**DOCUMENT TEXT**.
-- Start --

Purple graphic with white text reading 'What Gets Cut First' and 'Low Energy Reality' with white spoon icon

What I Cut First on Low Energy Days as an Autistic Adult

11/29/2025
Omari

When I'm low on energy, certain things disappear from my day entirely. Not reduced. Not half-done. Gone.

When I’m at 3 energy or lower, this is the cut order that happens.

Cleaning Stops Completely

My bathroom and room go untouched. I won't do it at all. The mess builds for 7-14 days before I have enough energy units to actually start cleaning again. This is my most common timeframe—because the drains happen every single day.

Friends Get Silence

I won't respond to friends for the rest of the day. Messages from 6-8 friends pile up, with them replying back and me not responding for days. Usually 4-6 days gives me enough energy to reply. But explaining why I disappeared is exhausting—it pushes my baseline lower than before.

Morning Hygiene Gets Cut in Half

I don't brush my teeth or wash my face in the morning. I shift it all to evening instead of twice a day. When energy is depleted, everyday tasks become impossible to maintain. I'm not skipping hygiene because I don't care—I’m trying not to push myself into another meltdown.

Running Disappears

On low-energy days, running is exhausting before I even start. Constantly navigating through traffic, reacting to loud noises, the sensory overload of being outside—I skip it entirely. Often 3-4 consecutive days at a time. Even if I wanted to run, my performance and pace targets would be so degraded that completing the workout would drain the last of my energy. So I don't start.

-- End --

**ENTRIES PROVIDED**.
-- Start --

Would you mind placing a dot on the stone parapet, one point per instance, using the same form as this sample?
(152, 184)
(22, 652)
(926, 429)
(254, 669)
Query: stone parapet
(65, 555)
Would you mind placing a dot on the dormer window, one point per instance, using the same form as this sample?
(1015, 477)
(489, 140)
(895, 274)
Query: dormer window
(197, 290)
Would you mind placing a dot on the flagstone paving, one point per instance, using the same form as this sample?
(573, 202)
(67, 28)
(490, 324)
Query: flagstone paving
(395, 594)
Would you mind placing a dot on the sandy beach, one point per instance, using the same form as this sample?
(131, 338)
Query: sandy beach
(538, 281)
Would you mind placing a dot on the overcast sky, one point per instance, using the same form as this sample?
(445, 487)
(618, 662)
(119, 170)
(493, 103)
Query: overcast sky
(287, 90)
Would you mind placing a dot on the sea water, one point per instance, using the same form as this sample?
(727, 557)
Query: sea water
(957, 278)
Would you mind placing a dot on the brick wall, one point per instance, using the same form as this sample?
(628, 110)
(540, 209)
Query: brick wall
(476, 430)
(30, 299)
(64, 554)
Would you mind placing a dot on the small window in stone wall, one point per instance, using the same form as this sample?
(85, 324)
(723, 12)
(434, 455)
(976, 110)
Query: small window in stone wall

-- End --

**STATED TASK**.
From the post above about low-energy days, extract word for word the passage from "I won't respond" to "into another meltdown.".

**RESPONSE TO THE TASK**.
I won't respond to friends for the rest of the day. Messages from 6-8 friends pile up, with them replying back and me not responding for days. Usually 4-6 days gives me enough energy to reply. But explaining why I disappeared is exhausting—it pushes my baseline lower than before.

Morning Hygiene Gets Cut in Half

I don't brush my teeth or wash my face in the morning. I shift it all to evening instead of twice a day. When energy is depleted, everyday tasks become impossible to maintain. I'm not skipping hygiene because I don't care—I’m trying not to push myself into another meltdown.